[Entries for pointing at named objects]
** Begin **

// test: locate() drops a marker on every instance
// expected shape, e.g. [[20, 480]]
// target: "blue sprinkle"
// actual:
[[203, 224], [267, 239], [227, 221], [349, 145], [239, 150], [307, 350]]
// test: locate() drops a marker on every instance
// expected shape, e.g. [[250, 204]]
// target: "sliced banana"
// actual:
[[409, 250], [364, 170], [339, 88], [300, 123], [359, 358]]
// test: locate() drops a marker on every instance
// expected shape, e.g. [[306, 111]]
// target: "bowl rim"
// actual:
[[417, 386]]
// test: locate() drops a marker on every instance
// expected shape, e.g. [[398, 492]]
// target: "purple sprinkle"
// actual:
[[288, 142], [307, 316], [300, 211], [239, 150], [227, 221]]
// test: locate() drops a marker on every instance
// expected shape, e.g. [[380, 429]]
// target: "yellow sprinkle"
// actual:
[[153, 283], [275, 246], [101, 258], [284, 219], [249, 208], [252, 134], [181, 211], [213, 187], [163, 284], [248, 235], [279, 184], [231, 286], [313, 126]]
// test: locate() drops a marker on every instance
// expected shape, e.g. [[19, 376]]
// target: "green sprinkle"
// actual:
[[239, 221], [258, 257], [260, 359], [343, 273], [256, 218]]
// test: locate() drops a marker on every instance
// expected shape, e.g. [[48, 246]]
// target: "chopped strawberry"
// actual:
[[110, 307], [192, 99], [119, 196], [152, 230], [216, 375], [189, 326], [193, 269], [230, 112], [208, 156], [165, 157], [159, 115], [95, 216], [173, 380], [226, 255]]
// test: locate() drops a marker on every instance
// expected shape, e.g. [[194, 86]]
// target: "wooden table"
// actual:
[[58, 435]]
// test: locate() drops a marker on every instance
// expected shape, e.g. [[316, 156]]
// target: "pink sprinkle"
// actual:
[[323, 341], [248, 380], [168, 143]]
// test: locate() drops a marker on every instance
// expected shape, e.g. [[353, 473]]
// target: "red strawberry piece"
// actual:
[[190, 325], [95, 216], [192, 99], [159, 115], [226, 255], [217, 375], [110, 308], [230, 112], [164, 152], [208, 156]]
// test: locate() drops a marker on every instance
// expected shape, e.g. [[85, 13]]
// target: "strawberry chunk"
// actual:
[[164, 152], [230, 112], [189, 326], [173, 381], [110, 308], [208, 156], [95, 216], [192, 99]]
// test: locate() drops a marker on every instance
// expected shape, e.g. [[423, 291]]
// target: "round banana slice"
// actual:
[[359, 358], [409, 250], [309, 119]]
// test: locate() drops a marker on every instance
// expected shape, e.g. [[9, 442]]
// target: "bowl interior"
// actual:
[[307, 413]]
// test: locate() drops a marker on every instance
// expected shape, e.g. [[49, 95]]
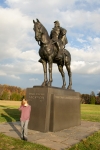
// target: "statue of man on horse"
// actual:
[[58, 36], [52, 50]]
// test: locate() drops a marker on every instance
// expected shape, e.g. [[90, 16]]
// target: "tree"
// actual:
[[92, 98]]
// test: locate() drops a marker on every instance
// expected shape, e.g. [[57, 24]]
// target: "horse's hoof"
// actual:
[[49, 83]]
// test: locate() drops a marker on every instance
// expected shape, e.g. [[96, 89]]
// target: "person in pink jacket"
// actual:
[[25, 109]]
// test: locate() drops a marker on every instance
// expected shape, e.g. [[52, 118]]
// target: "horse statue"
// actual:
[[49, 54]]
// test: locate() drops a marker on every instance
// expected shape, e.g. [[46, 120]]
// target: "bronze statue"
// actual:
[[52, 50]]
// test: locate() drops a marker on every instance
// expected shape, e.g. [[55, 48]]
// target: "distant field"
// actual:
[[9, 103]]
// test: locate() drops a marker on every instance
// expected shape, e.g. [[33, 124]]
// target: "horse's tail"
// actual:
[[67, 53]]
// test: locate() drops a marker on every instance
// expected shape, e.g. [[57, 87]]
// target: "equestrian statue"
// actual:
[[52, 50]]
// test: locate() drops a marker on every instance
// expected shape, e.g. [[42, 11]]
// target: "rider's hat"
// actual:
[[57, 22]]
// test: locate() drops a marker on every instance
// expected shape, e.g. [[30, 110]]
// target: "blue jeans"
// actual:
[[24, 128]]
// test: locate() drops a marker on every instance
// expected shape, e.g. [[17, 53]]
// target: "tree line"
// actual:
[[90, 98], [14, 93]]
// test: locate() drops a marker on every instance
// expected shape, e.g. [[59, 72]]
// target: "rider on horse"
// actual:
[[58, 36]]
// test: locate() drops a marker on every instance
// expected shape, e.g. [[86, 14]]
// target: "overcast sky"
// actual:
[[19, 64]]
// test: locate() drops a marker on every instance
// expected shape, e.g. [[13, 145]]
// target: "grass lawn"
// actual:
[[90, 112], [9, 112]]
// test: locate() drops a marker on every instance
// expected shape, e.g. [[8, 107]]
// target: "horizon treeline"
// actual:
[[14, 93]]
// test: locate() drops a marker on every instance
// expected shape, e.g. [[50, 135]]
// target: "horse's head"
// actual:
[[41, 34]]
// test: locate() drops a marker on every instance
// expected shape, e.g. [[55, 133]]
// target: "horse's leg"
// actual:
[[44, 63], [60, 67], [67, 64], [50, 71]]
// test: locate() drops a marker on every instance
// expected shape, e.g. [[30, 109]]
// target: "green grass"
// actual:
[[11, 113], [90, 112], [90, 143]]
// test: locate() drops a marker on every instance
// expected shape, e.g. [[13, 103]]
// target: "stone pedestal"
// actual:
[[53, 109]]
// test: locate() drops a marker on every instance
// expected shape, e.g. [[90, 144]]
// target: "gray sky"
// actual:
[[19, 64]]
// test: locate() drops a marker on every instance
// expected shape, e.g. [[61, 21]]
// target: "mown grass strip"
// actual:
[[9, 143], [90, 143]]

** End **
** Begin **

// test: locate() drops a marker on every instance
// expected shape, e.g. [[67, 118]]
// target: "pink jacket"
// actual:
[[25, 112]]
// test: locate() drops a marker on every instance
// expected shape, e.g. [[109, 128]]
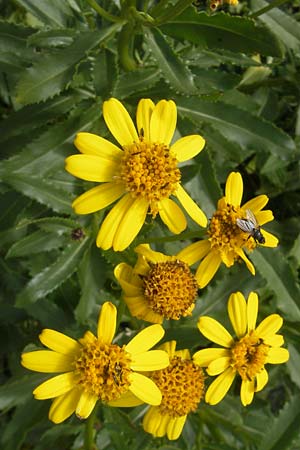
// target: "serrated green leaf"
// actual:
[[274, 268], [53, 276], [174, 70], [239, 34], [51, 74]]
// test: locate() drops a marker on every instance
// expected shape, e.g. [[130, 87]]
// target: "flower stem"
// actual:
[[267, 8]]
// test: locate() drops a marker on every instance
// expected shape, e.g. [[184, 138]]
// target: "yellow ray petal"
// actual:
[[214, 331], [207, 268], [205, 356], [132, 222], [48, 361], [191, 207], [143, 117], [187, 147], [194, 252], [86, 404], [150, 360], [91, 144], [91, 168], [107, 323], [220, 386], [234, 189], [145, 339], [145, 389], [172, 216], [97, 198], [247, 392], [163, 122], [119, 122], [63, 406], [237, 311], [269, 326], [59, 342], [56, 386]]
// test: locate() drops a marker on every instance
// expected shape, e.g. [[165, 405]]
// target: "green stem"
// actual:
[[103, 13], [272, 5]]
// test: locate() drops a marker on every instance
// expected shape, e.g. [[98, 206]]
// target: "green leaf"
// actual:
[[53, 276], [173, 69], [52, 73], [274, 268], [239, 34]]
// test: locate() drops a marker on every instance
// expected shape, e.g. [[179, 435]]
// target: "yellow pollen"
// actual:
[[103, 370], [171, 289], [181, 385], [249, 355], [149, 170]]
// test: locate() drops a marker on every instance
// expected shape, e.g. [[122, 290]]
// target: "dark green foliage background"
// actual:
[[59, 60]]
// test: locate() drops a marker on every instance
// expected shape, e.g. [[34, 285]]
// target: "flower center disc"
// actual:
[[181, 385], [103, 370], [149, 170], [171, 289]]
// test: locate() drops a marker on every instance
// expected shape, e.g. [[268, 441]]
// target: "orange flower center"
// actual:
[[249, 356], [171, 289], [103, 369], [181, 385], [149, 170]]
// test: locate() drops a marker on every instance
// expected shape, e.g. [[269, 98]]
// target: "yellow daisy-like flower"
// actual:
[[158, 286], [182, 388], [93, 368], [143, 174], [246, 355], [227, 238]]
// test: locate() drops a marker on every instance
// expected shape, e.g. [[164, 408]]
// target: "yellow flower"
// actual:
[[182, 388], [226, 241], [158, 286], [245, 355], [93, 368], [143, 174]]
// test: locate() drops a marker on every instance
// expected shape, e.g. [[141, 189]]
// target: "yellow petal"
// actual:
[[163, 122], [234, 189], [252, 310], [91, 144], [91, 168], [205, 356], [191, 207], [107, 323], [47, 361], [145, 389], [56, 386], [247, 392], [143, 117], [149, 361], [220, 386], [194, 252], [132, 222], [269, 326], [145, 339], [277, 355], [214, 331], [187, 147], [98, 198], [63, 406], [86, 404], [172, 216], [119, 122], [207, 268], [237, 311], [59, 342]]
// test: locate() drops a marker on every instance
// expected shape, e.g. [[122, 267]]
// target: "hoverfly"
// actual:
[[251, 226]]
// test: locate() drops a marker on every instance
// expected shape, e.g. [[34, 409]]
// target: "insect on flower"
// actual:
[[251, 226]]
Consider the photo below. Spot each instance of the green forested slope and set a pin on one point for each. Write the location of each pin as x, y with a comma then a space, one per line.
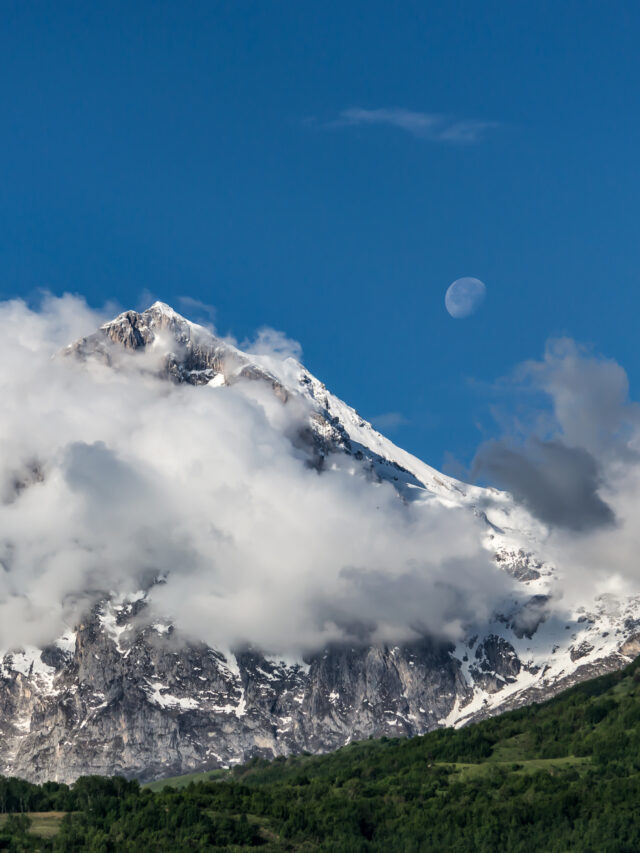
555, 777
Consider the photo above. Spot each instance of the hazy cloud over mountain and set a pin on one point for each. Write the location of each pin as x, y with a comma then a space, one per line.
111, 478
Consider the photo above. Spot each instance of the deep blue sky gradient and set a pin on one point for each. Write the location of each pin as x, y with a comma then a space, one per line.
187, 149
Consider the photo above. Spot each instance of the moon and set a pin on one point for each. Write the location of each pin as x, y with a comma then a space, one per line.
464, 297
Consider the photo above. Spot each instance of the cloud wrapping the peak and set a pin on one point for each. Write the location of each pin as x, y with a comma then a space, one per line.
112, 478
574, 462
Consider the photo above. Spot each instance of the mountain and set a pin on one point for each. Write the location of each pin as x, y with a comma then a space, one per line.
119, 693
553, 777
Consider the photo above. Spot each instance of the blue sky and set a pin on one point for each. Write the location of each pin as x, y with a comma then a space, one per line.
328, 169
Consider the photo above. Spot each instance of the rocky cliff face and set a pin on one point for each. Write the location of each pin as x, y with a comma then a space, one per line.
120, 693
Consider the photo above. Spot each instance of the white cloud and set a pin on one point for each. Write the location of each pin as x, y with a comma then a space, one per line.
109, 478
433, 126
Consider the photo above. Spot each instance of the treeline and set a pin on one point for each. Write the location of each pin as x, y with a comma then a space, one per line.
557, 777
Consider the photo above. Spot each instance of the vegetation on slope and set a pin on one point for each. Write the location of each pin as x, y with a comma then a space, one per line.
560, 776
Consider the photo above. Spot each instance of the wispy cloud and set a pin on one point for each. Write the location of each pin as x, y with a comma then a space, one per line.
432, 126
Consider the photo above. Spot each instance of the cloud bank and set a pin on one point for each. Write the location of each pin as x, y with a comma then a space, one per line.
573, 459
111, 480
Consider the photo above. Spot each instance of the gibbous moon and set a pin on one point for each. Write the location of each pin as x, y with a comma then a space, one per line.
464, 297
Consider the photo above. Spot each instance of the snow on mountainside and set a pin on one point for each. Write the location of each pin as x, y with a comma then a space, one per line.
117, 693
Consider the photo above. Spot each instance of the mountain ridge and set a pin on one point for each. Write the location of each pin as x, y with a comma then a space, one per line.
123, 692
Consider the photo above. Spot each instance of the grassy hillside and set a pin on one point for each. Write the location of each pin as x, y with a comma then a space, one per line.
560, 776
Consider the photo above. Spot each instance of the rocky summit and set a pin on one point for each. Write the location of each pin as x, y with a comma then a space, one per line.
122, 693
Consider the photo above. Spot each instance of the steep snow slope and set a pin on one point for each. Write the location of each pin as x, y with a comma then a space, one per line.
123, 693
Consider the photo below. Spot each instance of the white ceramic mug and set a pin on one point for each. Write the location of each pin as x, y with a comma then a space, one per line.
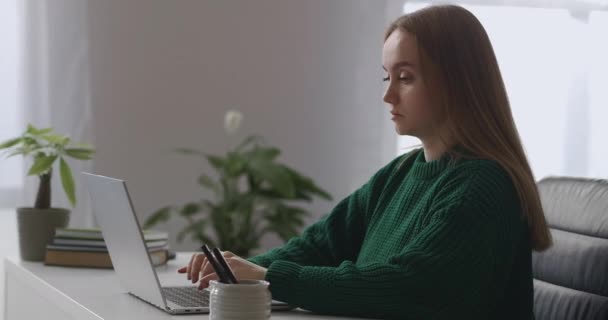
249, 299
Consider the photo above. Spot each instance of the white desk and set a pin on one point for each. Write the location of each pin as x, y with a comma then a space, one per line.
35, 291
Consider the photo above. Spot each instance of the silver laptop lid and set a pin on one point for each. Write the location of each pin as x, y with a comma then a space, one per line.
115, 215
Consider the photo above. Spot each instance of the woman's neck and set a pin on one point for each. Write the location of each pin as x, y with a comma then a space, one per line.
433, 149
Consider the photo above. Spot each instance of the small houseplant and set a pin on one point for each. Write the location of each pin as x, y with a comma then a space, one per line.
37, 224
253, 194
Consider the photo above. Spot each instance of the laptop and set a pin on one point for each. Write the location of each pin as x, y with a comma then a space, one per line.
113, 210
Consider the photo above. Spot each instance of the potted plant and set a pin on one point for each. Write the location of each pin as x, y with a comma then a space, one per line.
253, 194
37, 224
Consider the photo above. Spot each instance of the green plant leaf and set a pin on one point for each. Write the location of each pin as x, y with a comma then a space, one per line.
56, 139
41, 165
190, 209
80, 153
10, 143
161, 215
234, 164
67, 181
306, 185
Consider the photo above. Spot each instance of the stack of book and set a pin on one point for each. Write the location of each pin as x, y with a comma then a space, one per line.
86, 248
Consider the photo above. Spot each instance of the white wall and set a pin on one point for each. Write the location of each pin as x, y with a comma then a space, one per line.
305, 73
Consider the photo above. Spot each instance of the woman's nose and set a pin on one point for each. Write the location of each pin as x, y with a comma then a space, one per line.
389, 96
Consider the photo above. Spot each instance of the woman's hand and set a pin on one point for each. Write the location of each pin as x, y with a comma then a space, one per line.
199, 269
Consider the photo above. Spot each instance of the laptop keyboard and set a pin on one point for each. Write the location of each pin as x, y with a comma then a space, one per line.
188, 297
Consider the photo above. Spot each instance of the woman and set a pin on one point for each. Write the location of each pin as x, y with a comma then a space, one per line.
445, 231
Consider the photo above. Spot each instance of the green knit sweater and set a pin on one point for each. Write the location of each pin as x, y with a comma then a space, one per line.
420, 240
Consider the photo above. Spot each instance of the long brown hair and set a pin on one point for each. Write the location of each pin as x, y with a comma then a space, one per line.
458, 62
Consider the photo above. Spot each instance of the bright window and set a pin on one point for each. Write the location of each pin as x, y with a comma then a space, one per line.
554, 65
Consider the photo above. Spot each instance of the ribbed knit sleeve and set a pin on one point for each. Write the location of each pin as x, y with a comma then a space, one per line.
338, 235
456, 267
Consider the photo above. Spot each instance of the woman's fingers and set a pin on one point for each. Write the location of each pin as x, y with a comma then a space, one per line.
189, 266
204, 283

** End **

WHAT YOU SHOULD DO
Report every line above that contains the word "cloud", copying each one in full. Case counts.

TASK RESPONSE
Consider the photo above. Spot each instance of the hazy cloud over mountain and set a pin on one point for each. Write the location of each pin as x, y with a comma then a space, one per line.
Consider the photo above. Spot each instance of the cloud wrapping the peak and set a pin on one point for each. Write the location of each pin as x, y with a comma then a space, one per line.
Consider the photo above. Spot each instance of the white cloud and set a pin on one point for each. Write the location of each pin as x, y with a comma then a space, one per line.
Consider the photo above. Spot each instance of the wispy cloud and set a pin on one point for each. Write the location of each pin as x, y with a comma then a space, one per line.
Consider the photo above. Spot each instance of the cloud bank and set a pin on one point for each. Write the location of each pin as x, y with a comma then a space, one per line.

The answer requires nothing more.